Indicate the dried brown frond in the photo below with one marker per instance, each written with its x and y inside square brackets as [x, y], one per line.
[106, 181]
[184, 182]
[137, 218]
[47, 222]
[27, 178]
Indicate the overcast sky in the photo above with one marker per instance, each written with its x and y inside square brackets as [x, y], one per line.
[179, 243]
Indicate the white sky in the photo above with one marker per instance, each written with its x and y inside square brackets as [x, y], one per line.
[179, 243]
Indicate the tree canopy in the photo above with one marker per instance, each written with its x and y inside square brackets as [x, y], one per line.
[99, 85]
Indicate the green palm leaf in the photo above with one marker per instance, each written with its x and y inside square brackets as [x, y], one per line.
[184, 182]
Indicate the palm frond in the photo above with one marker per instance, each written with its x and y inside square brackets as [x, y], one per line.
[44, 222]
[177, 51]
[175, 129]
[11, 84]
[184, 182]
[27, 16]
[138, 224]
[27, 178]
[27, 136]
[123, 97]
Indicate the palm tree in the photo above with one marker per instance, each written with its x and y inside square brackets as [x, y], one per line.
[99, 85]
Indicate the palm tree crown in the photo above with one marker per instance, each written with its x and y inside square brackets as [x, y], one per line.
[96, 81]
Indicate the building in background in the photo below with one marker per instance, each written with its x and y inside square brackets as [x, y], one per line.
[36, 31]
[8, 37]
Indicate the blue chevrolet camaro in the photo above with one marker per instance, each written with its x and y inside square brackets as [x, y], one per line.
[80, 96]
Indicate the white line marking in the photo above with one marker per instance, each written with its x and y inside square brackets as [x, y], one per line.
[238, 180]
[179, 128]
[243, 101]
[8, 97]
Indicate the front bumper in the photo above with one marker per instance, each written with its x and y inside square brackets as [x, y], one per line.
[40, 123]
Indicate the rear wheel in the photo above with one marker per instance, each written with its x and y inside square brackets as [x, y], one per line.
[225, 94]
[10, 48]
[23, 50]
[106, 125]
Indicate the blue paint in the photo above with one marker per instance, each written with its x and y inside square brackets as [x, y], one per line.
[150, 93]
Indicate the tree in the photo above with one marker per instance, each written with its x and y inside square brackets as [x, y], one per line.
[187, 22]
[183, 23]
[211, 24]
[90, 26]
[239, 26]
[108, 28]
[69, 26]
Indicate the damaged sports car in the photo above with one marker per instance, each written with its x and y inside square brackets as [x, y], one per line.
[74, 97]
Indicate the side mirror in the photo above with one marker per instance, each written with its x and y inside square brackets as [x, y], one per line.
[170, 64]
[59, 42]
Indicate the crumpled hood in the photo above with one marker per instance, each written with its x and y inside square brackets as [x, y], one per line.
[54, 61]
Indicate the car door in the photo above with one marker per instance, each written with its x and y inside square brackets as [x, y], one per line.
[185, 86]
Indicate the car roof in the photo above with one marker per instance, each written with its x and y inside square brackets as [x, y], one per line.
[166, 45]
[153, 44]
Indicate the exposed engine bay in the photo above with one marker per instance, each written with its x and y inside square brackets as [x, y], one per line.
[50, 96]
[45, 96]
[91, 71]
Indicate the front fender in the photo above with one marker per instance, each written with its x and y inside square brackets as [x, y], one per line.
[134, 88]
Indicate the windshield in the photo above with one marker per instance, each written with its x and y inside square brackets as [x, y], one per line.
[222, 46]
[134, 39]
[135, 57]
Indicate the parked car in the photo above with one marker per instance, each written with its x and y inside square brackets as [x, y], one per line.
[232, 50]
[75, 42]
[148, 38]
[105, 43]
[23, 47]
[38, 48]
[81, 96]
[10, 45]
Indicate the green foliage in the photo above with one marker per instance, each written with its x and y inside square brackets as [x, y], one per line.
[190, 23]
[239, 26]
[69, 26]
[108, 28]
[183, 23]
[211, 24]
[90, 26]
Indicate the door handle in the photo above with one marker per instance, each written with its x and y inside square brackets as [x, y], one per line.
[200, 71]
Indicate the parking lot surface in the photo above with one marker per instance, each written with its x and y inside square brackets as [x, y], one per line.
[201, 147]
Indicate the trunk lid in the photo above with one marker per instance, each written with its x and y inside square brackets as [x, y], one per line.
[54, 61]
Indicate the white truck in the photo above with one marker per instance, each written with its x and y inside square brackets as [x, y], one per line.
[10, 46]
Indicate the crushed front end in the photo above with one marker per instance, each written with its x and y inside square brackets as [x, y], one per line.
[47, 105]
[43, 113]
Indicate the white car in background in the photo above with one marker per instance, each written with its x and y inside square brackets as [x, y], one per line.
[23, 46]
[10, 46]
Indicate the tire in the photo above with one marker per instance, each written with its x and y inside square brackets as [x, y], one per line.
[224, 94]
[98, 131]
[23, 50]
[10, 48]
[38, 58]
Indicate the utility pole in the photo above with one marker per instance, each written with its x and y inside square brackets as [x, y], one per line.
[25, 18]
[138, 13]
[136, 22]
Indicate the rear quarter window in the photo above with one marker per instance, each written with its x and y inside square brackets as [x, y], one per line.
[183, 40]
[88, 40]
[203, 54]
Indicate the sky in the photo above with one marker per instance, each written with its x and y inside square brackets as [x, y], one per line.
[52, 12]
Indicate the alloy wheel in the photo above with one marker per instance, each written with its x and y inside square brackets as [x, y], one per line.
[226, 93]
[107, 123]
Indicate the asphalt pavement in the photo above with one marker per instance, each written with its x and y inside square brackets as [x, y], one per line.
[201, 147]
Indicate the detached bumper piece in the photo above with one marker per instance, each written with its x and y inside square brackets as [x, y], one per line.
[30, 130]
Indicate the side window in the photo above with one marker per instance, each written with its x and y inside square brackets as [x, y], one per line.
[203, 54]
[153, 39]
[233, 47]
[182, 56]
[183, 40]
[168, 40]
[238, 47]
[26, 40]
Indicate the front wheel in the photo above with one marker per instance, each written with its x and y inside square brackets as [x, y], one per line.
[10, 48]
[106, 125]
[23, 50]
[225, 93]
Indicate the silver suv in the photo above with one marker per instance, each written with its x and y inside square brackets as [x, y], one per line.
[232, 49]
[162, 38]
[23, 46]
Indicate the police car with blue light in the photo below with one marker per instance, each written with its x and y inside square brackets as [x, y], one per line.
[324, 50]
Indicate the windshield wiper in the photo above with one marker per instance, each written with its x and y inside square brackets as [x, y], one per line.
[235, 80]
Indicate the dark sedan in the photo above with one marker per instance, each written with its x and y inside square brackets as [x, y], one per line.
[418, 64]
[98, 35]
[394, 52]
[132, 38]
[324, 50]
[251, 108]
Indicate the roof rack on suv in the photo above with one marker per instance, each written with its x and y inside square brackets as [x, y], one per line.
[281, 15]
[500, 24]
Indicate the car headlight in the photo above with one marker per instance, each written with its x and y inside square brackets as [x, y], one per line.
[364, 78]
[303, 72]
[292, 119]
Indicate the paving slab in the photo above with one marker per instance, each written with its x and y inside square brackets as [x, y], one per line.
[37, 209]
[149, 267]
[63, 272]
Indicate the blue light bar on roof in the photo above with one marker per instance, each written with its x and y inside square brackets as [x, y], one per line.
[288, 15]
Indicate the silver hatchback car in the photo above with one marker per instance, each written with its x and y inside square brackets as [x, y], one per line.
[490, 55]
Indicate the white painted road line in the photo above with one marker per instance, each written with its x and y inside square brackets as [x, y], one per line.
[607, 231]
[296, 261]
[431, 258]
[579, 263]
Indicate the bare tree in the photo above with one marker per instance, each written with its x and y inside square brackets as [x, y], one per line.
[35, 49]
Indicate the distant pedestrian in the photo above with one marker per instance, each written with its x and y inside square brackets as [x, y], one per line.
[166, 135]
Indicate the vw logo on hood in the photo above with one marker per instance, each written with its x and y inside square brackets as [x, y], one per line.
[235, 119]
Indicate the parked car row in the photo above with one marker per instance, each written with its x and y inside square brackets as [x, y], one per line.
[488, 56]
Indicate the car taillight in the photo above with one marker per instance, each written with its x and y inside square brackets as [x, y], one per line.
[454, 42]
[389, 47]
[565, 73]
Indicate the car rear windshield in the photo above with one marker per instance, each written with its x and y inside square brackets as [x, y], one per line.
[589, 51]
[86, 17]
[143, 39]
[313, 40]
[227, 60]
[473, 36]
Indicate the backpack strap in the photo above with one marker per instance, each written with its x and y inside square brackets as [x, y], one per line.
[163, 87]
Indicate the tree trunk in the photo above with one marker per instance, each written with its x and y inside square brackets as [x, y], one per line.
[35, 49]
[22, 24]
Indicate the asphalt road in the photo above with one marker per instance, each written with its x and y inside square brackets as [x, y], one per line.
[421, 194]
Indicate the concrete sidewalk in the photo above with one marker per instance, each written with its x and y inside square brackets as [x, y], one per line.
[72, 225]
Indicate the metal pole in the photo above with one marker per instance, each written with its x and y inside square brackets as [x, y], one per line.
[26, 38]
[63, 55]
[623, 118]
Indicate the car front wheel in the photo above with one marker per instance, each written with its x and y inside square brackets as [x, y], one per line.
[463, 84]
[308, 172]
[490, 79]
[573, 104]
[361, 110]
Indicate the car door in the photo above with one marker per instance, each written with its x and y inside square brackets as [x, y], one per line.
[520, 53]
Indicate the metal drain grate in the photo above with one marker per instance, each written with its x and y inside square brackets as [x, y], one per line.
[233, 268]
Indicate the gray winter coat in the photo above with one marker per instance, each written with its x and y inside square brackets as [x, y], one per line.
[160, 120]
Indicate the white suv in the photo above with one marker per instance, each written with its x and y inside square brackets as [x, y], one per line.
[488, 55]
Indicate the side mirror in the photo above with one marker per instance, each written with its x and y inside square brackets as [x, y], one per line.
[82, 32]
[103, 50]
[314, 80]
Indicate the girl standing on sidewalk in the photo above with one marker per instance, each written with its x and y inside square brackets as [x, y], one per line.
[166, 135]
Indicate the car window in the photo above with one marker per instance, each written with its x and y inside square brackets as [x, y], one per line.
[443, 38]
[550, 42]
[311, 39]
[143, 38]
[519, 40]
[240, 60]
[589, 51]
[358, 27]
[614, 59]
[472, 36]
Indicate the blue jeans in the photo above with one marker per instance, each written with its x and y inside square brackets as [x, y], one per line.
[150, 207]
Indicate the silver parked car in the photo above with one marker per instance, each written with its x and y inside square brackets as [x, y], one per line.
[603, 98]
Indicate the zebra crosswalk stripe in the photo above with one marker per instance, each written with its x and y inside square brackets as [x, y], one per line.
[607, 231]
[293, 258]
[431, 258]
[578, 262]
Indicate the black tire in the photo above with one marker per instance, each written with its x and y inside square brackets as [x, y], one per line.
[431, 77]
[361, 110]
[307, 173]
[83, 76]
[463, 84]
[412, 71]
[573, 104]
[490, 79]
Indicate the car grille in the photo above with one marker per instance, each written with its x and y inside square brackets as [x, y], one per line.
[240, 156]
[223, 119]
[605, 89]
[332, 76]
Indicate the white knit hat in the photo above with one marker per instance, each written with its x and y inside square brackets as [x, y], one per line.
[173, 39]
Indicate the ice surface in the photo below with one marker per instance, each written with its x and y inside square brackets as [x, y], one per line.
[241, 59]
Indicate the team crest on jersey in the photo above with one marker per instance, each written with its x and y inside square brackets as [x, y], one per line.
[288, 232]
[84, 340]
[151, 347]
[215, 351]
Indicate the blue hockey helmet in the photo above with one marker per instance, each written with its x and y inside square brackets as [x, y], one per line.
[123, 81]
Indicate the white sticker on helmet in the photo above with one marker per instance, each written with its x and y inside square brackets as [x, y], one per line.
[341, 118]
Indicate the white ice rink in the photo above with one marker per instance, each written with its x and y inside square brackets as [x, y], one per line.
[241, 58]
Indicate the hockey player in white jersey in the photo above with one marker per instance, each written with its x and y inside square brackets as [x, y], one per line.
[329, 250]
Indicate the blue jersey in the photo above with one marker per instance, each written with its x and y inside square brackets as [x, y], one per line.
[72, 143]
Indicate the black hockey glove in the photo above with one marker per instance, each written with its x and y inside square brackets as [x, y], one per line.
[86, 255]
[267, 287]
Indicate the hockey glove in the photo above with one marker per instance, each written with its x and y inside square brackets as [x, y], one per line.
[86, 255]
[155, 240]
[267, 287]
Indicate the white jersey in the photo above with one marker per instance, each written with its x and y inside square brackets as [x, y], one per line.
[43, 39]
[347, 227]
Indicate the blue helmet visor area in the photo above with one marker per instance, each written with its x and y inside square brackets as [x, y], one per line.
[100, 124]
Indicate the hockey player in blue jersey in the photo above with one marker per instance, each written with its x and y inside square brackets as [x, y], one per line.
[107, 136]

[To do] Everything from the line containing "Indicate the hockey glove" to the end of the records must be written out exactly; include both of those lines and no others.

[Result of the exercise]
Indicate the hockey glove in the photo above with one marker per instance, each written with its x and y inside square brackets as [x, y], one per line.
[86, 255]
[155, 240]
[267, 287]
Indicate the white jersey in the photo above with one marker per instance, each written with its x and y inside square brackets as [x, y], one per line.
[43, 39]
[347, 227]
Indicate the blue helmet visor area in the photo above with one marker per instance, each written with its x and y inside square brackets as [x, y], one per line.
[100, 124]
Indicate the hockey player in blue jersey in the photo above with one marker per instance, each written with its x and y inside square brackets as [x, y], one per line.
[107, 136]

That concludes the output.